REQUIRED ACTIONS =
A – In the excerpt on the solution map \(\mathcal {S}\), list every term that carries a minus sign in the displayed inequality beginning with "0\ge".
B – Extend the excerpt on the solution map \(\mathcal {S}\) past its final sentence.

EXCERPT =
----
From this, we see that for each \((a,h)\in \Lambda \times H\) we can find \(u^*\in \mathcal {S}(a,h)\) such that

$$\begin{aligned} \inf _{u\in \mathcal {S}(a,h)}\int _\Omega |\nabla u-z|^{p(x)}\,\textrm{d}x =\int _\Omega |\nabla u^*-z|^{p(x)}\,\textrm{d}x, \end{aligned}$$

which implies that C is well-defined.

Note that, for any fixed \((a,h)\in \Lambda \times H\) and \(u\in \mathcal {S}(a,h)\), by (3.11), we have

$$\begin{aligned} 0\ge&{\hat{M}}_0\min \left\{ \Vert u\Vert _{V}^{p_-},\Vert u\Vert _{V}^{q_+}\right\} +\frac{a_g}{2} \min \left\{ \Vert u\Vert _{\varsigma (\cdot )}^{\varsigma _-},\Vert u\Vert _{\varsigma (\cdot )}^{\varsigma _+}\right\} \\&-\Vert b_g\Vert _{1,\Omega }-\Vert \beta _f\Vert _{1,\Omega }-\Vert \beta _U\Vert _{1,\Gamma _3}-M_6\Vert h\Vert _{p'(\cdot ),\Gamma _2}\Vert u\Vert _V-M_7 \end{aligned}$$

for some \(M_6,M_7>0\). This shows that \(\mathcal {S}\) maps bounded sets of \(\Lambda \times H\subset {{\,\textrm{BV}\,}}(\Omega )\times L^{p'(\cdot )}(\Gamma _2)\) into bounded sets of K.
----
LISTED RECORDS =
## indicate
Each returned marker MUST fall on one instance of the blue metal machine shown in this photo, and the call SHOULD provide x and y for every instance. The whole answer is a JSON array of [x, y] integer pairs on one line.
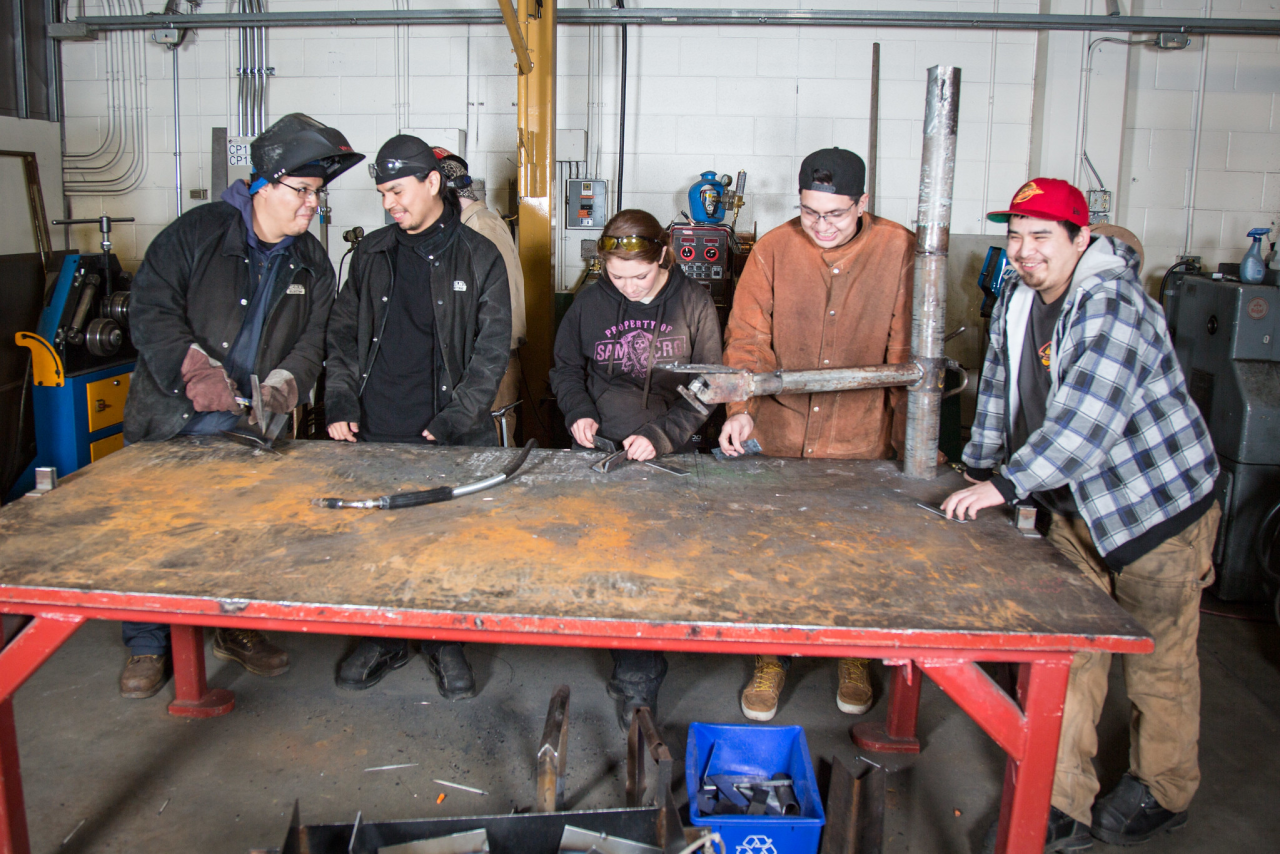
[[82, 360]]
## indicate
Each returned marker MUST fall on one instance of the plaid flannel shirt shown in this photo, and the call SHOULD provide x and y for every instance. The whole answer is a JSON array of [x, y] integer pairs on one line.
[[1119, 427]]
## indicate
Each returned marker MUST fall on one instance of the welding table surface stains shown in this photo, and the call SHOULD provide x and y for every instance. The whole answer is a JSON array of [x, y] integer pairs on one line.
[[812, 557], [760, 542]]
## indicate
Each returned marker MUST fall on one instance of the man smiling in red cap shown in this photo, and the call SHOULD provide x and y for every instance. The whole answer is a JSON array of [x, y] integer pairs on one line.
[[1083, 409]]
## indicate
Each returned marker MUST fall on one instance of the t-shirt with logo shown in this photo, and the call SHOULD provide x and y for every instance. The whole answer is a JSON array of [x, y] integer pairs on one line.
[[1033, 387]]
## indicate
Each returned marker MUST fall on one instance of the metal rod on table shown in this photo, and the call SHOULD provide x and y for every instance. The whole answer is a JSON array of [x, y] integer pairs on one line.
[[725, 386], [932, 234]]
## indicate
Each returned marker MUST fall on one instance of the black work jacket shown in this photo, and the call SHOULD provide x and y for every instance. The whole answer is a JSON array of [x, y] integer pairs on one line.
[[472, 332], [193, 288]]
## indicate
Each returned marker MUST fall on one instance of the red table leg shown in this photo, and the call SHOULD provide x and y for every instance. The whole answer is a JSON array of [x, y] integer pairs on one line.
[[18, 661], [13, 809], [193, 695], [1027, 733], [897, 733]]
----
SOLVED TASKS =
A –
- \(\Vert b_g\Vert _{1,\Omega }\)
- \(\Vert \beta _f\Vert _{1,\Omega }\)
- \(\Vert \beta _U\Vert _{1,\Gamma _3}\)
- \(M_6\Vert h\Vert _{p'(\cdot ),\Gamma _2}\Vert u\Vert _V\)
- \(M_7\)

B –
Step II: If \(\{(a_n,h_n)\}_{n\in \mathbb {N}}\subset \Lambda \times H\) is such that \(\{a_n\}_{n\in \mathbb {N}}\) is bounded in \( {{\,\textrm{BV}\,}}(\Omega )\), \(a_n\rightarrow a\) in \(L^1(\Omega )\) and \(h_n \ {\mathop {\longrightarrow }\limits ^{w}} \ h\) in H for some \((a,h)\in L^1(\Omega ) \times H\), then \(a\in \Lambda \) and

$$\begin{aligned} \emptyset \ne w\text {--}\limsup _{n\rightarrow \infty }\mathcal {S}(a_n,h_n) \subset \mathcal {S}(a,h). \end{aligned}$$
(4.3)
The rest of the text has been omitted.